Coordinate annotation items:
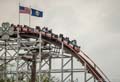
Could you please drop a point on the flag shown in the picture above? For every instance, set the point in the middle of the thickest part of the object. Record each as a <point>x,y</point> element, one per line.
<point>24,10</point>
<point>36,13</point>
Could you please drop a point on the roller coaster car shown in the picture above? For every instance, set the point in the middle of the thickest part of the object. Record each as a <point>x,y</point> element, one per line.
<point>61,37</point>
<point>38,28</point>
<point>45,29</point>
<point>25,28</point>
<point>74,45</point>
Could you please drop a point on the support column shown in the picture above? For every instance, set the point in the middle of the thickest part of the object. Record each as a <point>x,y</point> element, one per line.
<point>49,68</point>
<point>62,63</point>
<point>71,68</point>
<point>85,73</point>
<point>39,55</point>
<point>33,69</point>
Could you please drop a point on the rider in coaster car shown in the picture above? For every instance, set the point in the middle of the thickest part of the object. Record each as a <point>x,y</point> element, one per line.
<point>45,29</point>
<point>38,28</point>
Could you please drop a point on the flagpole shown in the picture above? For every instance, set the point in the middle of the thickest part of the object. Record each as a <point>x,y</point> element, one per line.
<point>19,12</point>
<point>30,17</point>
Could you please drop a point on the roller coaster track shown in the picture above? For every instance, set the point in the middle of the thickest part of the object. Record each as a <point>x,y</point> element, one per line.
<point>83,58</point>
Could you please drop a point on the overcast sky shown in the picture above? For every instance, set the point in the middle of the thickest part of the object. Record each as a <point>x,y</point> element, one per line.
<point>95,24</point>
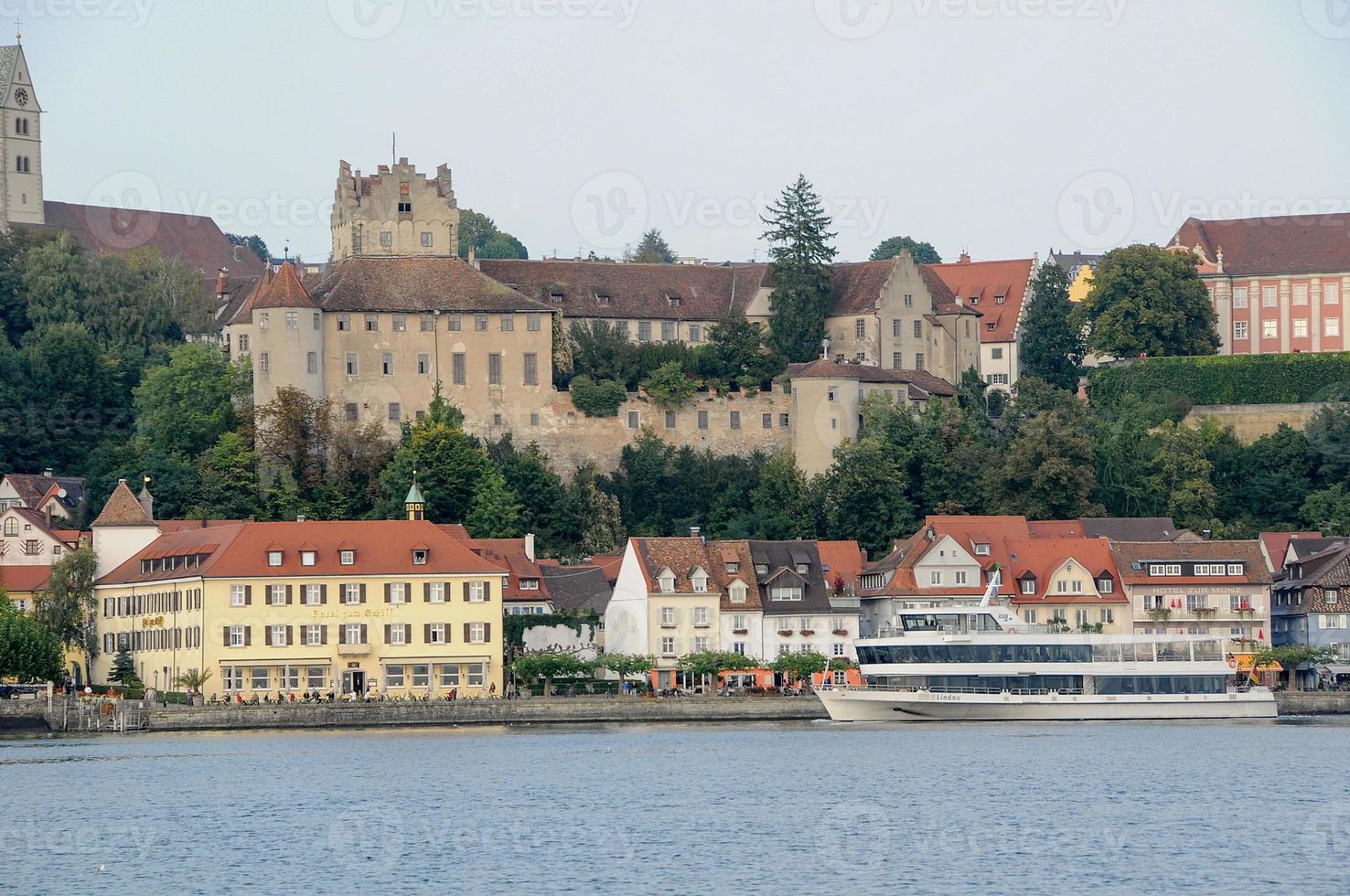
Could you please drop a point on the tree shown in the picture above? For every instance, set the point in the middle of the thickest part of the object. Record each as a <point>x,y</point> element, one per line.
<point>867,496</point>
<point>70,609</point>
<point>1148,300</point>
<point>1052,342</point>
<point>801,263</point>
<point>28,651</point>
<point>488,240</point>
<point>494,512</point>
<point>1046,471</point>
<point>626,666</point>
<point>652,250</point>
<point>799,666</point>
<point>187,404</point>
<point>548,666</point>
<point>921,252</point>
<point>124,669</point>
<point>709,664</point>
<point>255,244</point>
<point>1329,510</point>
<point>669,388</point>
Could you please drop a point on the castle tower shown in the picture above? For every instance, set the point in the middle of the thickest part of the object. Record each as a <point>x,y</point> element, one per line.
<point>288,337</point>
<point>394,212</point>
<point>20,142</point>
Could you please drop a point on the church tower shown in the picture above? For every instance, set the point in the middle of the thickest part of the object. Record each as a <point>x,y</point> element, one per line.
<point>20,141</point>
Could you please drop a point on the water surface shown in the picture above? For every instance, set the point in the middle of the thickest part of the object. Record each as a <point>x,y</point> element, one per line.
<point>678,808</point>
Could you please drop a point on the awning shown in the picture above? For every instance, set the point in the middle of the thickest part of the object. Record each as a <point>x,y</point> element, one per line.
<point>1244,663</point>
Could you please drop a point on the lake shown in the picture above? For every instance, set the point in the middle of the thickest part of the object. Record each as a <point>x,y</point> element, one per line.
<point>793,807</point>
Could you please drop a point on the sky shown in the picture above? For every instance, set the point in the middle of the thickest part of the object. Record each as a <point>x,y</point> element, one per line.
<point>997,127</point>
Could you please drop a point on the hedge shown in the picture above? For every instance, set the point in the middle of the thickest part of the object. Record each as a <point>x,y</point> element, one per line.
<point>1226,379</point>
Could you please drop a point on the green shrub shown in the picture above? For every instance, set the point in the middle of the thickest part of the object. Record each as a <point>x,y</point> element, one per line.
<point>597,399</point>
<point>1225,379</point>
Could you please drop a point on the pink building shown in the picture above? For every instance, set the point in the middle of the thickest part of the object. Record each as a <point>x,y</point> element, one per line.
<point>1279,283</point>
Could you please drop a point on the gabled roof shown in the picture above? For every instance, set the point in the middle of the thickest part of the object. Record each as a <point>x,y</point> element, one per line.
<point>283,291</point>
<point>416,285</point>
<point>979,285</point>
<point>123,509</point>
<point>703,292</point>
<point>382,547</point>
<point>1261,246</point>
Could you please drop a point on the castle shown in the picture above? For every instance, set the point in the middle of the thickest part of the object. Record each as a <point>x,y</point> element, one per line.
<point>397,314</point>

**The problem**
Reproduce verbatim everything from the line containing "Could you please drop a point on the gabled" down to the final line of the items, including both ends.

**Final result**
Could you please drop a point on the gabled roof shown in the picture above? For every instance, set the point in the middle of the thickest part of the object. Record each as a <point>x,y</point> element, one per line.
<point>283,291</point>
<point>416,285</point>
<point>979,285</point>
<point>123,509</point>
<point>703,292</point>
<point>382,547</point>
<point>1261,246</point>
Could you please drop a point on the castle shown in the picture above? For every instance, set the point in the middle of the thickest part of the object. Record each as a <point>x,y</point> element, one per line.
<point>397,314</point>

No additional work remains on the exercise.